Which lines in the listing below contain the word "blue"? Report each of them in full.
++++ Items ++++
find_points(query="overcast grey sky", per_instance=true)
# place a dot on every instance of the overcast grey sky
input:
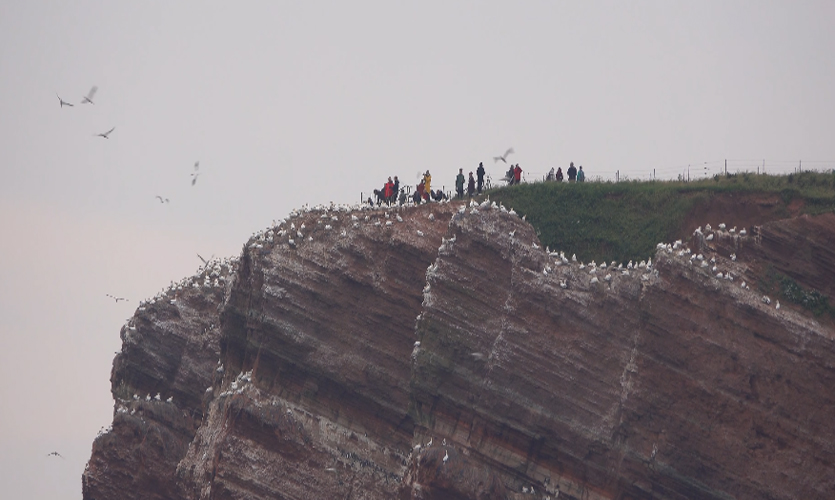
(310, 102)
++++
++++ Items ++++
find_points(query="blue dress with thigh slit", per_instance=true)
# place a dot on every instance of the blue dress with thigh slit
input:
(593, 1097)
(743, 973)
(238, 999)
++++
++++ Items ++++
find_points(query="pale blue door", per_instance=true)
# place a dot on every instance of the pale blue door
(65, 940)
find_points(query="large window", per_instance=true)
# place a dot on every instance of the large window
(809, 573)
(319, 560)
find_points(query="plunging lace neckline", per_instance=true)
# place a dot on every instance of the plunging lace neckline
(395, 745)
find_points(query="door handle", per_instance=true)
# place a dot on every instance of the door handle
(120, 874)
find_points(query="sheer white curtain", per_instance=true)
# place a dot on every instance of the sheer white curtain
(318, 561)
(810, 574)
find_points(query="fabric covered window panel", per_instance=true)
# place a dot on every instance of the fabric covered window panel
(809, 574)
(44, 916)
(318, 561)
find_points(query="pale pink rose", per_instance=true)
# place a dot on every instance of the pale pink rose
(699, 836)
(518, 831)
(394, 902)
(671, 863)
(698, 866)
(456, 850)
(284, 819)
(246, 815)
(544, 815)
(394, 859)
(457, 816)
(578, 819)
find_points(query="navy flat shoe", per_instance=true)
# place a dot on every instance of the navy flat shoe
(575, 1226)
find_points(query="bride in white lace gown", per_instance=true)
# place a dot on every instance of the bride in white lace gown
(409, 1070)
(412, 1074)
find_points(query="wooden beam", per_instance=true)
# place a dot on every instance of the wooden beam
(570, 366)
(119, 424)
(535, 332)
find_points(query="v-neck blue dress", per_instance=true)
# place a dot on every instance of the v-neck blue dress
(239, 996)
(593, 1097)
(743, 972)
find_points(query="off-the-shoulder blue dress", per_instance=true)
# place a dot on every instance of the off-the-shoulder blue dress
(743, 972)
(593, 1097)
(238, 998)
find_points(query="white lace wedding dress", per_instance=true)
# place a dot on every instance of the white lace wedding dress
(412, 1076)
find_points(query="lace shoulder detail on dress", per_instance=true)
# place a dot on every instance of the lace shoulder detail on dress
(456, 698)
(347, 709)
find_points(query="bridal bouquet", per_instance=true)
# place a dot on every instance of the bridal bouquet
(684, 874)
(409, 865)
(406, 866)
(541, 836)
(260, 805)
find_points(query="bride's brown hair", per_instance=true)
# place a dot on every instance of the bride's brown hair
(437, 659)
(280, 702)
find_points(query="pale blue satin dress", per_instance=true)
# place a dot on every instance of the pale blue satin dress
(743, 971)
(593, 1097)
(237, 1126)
++++
▶ _Correct answer_
find_points(query="blue dress with thigh slit", per_instance=true)
# place a dot on every instance of the blue dress with thigh slit
find_points(query="pale blue door", per_instance=true)
# place a dot on every instance of the pale blue door
find_points(query="v-neck blue dress", per_instance=true)
# place a dot on every instance of the v-neck blue dress
find_points(query="off-the-shoulder blue dress", per_instance=true)
# place a dot on every instance of the off-the-shoulder blue dress
find_points(query="pale blue satin dress", per_instance=true)
# place a dot on every instance of the pale blue satin dress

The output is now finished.